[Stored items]
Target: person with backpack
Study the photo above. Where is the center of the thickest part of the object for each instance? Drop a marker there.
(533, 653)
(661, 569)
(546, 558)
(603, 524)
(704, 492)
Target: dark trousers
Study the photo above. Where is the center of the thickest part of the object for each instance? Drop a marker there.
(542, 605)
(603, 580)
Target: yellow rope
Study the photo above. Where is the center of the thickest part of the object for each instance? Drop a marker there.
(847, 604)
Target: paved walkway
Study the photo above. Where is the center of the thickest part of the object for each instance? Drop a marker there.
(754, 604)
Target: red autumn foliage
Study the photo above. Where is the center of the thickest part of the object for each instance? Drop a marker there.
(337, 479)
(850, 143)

### What the exercise asks
All entries must be repeated exactly.

### Written reply
Target: person with backpack
Study the photo above. Where is the center of the thickest part of the object for each instance? Drop a marker there.
(533, 653)
(661, 569)
(546, 558)
(603, 524)
(704, 492)
Target: dark trousers
Study the photo above. Where is the center of the thickest part of the object for each instance? Drop a marker there.
(542, 605)
(603, 580)
Target: yellow rope
Study the photo above. Where is the center of the thickest part of the object for each instance? Drop a marker there.
(847, 604)
Target: paved walkway
Study the photo above. Where is the center of the thickest part of the object for each instance? Drop a marker there.
(754, 604)
Target: red autumn foliage
Study the photo above. Where is the center of the thickest part of the object for each instance? Drop a marker there.
(337, 479)
(850, 143)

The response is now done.